Give a verbatim repeat of the lines that run from the line containing "the form [262,288]." to the end of the data below.

Records from a collection:
- - - - -
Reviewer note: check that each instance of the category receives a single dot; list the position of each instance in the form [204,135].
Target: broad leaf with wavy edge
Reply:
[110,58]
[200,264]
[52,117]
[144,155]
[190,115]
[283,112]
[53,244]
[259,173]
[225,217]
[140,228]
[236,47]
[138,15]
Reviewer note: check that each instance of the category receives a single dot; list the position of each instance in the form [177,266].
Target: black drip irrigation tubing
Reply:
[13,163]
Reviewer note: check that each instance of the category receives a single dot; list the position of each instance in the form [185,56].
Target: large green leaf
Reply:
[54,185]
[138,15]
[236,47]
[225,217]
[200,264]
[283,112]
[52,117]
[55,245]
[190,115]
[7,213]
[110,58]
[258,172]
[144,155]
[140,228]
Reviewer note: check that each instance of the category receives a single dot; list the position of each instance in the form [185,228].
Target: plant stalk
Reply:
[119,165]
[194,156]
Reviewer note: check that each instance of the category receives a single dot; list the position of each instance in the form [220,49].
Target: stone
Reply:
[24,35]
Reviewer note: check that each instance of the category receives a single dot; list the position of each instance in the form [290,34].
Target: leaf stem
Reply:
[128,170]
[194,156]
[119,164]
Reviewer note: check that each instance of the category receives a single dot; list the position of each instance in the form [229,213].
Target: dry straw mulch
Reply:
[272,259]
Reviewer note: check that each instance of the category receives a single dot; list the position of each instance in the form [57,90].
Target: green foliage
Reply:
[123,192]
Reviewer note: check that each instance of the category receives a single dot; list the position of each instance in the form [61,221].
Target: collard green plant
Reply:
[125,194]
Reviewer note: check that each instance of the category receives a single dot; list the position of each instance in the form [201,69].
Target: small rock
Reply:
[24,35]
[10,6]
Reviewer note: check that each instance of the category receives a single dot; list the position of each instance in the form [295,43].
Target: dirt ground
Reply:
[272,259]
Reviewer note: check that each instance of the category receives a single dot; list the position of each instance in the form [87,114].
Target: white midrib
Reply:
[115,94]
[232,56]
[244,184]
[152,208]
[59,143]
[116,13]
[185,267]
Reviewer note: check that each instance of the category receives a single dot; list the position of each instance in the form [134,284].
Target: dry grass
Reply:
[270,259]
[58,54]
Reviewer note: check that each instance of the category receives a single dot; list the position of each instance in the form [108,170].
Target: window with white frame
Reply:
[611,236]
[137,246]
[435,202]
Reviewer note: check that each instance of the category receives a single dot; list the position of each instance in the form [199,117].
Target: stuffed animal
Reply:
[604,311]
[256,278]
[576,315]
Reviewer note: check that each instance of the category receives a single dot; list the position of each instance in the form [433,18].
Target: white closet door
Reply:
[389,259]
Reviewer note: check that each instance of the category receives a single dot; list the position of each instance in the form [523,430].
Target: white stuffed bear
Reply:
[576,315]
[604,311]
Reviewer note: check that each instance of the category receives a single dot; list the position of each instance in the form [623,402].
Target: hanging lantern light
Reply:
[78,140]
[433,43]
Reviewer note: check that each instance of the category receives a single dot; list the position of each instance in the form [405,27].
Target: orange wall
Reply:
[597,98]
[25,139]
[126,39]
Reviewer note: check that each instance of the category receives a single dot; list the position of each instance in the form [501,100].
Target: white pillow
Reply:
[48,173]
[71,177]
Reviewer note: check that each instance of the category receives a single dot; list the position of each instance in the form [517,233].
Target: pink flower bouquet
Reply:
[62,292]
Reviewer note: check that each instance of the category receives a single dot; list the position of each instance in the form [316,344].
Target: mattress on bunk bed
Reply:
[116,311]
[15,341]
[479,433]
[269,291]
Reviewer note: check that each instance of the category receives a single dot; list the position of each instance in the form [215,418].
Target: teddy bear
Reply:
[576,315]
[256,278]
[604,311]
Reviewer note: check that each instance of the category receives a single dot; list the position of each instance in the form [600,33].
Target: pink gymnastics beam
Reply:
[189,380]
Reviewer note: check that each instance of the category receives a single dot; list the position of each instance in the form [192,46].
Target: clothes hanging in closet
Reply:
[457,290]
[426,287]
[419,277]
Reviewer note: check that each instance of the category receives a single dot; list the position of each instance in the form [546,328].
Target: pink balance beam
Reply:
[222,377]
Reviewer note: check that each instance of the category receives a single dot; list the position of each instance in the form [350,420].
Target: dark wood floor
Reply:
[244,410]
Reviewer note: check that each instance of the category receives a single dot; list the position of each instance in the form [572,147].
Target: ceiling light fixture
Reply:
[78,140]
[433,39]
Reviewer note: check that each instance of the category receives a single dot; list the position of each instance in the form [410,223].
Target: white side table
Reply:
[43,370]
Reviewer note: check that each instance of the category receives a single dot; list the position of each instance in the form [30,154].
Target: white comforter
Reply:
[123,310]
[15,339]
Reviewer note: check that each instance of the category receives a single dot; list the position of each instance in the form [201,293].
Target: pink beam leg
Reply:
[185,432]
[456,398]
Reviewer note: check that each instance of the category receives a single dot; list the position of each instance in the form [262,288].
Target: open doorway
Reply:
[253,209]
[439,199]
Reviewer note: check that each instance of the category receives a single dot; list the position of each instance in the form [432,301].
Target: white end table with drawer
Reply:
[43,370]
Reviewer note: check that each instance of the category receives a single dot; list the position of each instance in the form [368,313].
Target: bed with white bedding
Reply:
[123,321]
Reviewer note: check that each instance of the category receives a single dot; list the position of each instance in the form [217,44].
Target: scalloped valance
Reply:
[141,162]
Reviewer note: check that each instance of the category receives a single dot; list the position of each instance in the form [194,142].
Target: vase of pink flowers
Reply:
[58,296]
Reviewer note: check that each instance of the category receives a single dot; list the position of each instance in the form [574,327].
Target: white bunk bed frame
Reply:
- - - - -
REPLY TO THE TASK:
Reviewer note: check that each instance of the category receives a single dot; list the position of each instance in the form [262,288].
Target: open doorway
Reply:
[253,209]
[439,199]
Reviewer note: check that each instance of the category receives a single dot; list the position of each instance in the form [432,301].
Target: white end table with drawer
Reply:
[43,370]
Reviewer note: check that each instance of the category receives a single dot; list the position of each instance in the form [368,313].
Target: bed with white bedding
Reply:
[123,321]
Reviewer note: check that each instance of the category receives a single dot; list the position of each instance in the form [217,44].
Target: scalloped valance
Reply:
[141,162]
Reviewer note: check that each instance of the category receives a single dot; list the position of each instance in the form [194,142].
Target: vase of pink flowers
Reply:
[58,296]
Reviewer note: check that each instance of the category receives a single dot; list the position of each instance in the form [574,327].
Target: white bunk bed frame
Reply:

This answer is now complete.